CORRESP 1 filename1.htm edbl_corresp.htm

February 1, 2023

 

U.S. Securities and Exchange Commission

Division of Corporation Finance

Office of Industrial Applications and Services

100 F Street, N.E.

Washington, DC 20549

Attn: Jordan Nimitz

 

 

Re: 

Edible Garden AG Inc.

 

 

Amendment No. 2 to Registration Statement on Form S-1

 

 

Filed January 27, 2023

 

 

File No. 333-268800

  

Dear Ms. Nimitz:

 

On behalf of Edible Garden AG Incorporated (the “Company”), we are responding to the comments of the staff of the Division of Corporation Finance (the “Staff”) of the U.S. Securities and Exchange Commission set forth in the Staff’s letter, dated January 31, 2023, providing the Staff’s comments with respect to the second amendment to the Company’s Registration Statement on Form S-1 (the “Registration Statement”). The Company is currently filing via the EDGAR system an amendment to the Registration Statement (the “Amendment”).

 

For the convenience of the Staff, the Staff’s comment is included and is followed by the corresponding response of the Company. Unless the context indicates otherwise, references in this letter to “we,” “us” and “our” refer to the Company.

▶ [Objective 1]: Transcribe from the letter to the SEC: begin at the words "On behalf of" and stop after the words "to the Company.".
▶ [Objective 2]: According to the letter to the SEC, what was the date of the Staff's comment letter?
▶ [Objective 3]: Write the next part of the letter to the SEC, continuing from its last sentence.

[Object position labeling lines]
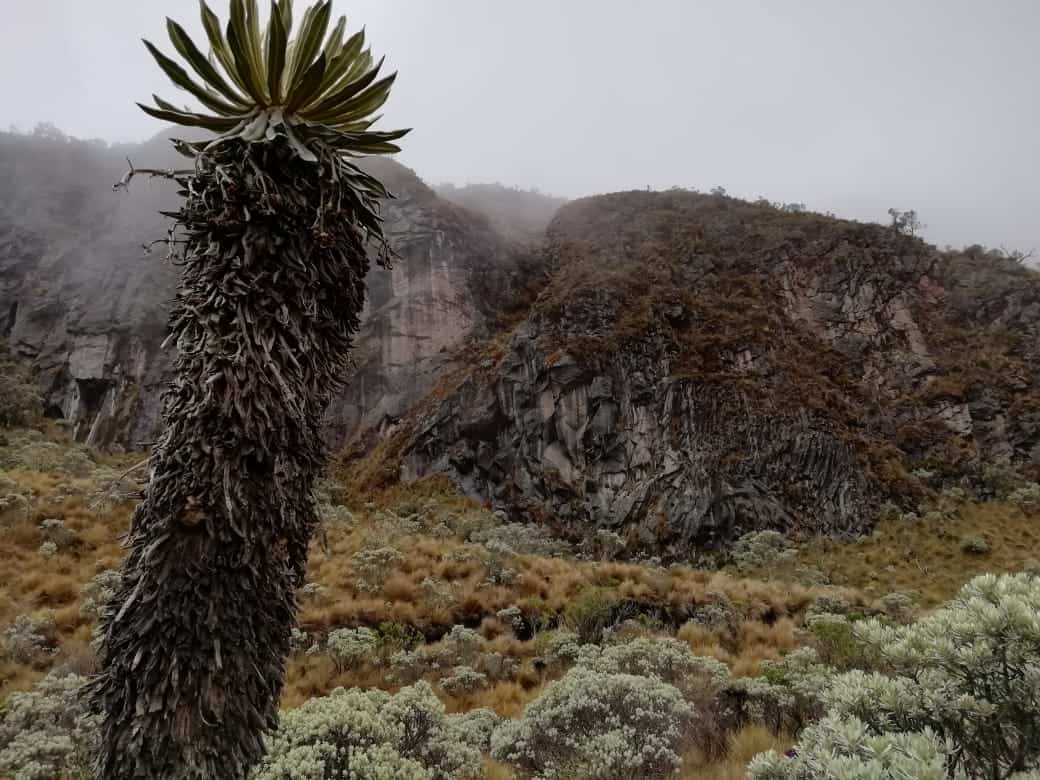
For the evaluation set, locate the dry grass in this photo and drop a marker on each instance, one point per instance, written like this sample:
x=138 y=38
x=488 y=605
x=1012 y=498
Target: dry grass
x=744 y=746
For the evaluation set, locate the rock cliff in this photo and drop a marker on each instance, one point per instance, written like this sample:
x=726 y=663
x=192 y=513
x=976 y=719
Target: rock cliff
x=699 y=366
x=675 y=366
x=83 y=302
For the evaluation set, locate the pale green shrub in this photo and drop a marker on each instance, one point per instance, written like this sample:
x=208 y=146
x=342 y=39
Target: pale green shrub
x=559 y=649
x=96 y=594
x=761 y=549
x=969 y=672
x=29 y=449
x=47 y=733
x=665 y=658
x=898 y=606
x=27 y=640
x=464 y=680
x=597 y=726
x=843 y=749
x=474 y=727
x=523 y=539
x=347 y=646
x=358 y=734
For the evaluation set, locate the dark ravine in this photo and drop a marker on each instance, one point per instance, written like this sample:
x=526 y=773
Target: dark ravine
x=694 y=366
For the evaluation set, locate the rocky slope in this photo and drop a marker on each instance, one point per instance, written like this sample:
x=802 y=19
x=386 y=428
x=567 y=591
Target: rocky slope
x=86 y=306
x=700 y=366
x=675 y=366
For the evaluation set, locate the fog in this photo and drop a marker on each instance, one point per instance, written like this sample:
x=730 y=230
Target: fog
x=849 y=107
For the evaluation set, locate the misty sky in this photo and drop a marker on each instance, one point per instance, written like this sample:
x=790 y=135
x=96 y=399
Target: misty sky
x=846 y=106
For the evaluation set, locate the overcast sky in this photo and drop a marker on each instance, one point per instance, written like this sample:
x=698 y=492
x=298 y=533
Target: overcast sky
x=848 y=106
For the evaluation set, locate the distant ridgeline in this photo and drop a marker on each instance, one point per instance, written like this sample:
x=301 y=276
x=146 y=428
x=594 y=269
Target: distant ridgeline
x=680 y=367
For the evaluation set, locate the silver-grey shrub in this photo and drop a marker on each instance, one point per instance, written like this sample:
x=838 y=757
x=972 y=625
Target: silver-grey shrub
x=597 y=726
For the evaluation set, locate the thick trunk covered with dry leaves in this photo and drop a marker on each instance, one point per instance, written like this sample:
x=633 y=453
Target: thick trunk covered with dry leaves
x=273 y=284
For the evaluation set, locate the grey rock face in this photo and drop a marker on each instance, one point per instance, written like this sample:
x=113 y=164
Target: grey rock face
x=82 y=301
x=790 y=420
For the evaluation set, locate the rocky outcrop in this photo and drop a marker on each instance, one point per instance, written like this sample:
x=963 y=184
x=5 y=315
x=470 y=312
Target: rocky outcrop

▶ [Written response 1]:
On behalf of Edible Garden AG Incorporated (the “Company”), we are responding to the comments of the staff of the Division of Corporation Finance (the “Staff”) of the U.S. Securities and Exchange Commission set forth in the Staff’s letter, dated January 31, 2023, providing the Staff’s comments with respect to the second amendment to the Company’s Registration Statement on Form S-1 (the “Registration Statement”). The Company is currently filing via the EDGAR system an amendment to the Registration Statement (the “Amendment”).

 

For the convenience of the Staff, the Staff’s comment is included and is followed by the corresponding response of the Company. Unless the context indicates otherwise, references in this letter to “we,” “us” and “our” refer to the Company.

▶ [Written response 2]: January 31, 2023

▶ [Written response 3]:
 

Amendment No. 2 to Form S-1 Filed January 27, 2023

 

Recent Developments

Edible Garden Heartland, page 33

 

 

1.

We note the reference in the last sentence of the first paragraph that the historical audited financial statements and interim unaudited financial statements of the Greenleaf business prior to the acquisition, as well as pro forma financial information showing the effect of the Greenleaf Business at certain dates, will be included in this prospectus. Please revise to remove this reference since you removed the Greenleaf financial statements and pro forma information after you concluded it was the acquisition of assets and not a business.

 

 

 

 

 

Response: The Company respectfully acknowledges the Staff’s comment and has revised this paragraph in the Amendment.

 

 

 

 

Edible Garden AG Incorporated

Page 2

  

If you have any further questions or comments, or if you require any additional information, please do not hesitate to contact the undersigned by email at AMcClean@hselaw.com or telephone at (585) 231-1248.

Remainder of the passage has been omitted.